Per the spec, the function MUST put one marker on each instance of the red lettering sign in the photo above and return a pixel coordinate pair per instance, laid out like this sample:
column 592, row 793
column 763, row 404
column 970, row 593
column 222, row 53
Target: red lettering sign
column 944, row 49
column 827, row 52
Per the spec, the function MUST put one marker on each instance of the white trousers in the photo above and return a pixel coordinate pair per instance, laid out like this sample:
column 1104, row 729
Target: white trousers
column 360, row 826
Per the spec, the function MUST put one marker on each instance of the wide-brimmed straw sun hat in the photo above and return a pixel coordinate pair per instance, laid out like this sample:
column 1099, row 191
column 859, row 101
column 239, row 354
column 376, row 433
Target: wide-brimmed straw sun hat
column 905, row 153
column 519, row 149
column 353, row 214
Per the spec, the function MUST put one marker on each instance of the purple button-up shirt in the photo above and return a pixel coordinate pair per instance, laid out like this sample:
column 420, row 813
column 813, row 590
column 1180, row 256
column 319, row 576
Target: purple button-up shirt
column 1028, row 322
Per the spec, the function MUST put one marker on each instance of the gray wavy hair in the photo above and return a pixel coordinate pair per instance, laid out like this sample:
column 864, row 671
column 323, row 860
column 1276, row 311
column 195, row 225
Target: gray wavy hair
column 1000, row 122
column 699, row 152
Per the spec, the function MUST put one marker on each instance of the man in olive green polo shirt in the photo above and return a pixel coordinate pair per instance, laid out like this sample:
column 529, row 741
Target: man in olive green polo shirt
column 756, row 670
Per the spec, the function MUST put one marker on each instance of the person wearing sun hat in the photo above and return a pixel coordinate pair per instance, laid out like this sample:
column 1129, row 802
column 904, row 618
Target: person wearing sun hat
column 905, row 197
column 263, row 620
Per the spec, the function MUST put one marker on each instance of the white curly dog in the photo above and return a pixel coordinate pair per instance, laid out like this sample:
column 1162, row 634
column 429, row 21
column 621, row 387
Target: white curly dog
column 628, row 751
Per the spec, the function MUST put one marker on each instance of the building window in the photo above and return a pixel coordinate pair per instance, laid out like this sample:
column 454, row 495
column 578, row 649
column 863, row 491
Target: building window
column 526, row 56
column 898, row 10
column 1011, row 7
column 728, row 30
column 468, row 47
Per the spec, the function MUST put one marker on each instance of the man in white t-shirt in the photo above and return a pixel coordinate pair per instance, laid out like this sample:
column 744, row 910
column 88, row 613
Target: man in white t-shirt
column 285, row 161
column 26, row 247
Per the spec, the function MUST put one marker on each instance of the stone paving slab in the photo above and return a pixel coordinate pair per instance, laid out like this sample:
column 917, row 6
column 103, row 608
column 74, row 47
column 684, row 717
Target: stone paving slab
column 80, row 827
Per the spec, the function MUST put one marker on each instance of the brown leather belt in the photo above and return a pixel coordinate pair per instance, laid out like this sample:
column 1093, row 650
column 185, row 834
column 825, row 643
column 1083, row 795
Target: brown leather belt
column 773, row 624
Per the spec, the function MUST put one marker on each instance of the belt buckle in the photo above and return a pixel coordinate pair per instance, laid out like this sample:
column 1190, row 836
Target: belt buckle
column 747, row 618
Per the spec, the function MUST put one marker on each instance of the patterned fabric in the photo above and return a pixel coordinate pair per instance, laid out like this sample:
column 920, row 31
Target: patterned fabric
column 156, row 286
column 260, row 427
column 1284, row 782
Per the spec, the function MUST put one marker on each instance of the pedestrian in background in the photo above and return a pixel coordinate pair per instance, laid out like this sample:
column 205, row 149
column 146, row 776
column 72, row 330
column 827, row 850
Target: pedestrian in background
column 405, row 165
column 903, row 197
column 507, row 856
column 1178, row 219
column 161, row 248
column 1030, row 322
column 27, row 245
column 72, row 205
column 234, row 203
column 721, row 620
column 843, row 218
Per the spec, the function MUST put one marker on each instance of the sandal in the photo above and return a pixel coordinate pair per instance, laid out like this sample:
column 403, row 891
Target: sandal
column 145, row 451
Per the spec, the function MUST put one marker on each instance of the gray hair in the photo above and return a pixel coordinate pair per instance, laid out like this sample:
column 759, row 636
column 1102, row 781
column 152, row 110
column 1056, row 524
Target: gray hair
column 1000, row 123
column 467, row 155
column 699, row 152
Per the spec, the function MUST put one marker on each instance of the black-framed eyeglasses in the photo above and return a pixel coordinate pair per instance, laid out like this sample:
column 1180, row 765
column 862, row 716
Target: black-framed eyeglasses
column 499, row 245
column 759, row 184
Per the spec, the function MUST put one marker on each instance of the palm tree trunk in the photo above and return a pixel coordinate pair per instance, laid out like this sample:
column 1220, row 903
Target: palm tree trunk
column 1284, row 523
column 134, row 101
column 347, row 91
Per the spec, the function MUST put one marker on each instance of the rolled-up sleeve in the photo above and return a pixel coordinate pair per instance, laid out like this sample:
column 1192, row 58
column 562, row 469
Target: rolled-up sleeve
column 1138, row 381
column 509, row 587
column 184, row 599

════

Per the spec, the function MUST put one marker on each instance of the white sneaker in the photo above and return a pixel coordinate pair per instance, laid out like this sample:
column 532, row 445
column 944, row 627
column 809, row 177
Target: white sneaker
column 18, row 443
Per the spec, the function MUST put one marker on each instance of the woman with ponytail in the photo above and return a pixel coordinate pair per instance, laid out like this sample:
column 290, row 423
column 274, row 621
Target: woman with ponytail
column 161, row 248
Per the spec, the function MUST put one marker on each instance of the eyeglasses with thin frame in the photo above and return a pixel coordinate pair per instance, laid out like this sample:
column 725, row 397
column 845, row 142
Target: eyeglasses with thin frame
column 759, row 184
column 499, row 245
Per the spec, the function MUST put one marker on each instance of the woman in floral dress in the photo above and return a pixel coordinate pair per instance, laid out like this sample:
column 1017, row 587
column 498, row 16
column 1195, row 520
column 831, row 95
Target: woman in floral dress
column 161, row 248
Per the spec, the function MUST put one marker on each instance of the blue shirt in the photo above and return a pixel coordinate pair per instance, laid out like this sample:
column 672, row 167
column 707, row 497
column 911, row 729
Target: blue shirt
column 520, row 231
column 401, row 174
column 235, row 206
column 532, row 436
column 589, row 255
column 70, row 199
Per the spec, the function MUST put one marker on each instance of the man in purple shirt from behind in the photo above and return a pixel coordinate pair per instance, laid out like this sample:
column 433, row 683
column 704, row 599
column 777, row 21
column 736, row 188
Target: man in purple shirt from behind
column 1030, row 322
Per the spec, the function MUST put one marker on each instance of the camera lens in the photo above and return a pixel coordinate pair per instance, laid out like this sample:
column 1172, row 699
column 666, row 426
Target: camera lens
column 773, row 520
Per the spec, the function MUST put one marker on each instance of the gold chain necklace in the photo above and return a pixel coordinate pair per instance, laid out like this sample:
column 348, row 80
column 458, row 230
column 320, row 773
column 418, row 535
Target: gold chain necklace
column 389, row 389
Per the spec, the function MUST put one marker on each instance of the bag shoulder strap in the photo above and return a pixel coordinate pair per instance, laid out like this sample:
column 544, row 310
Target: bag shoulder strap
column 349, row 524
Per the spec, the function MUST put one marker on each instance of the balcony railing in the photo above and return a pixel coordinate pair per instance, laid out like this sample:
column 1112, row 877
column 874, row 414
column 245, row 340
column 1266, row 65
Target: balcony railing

════

__Task__
What you return should be exactly the lines above, starting at the one with "column 1017, row 587" and ending at the one with "column 911, row 729", and nothing else.

__Response to this task__
column 1017, row 587
column 498, row 16
column 1195, row 520
column 831, row 95
Target: woman in floral dress
column 161, row 248
Per the spec, the function MUST put one marker on each instance of the blue shirt in the photo above and return a pixel coordinate pair per instance, laid out like this sample:
column 672, row 167
column 707, row 497
column 911, row 729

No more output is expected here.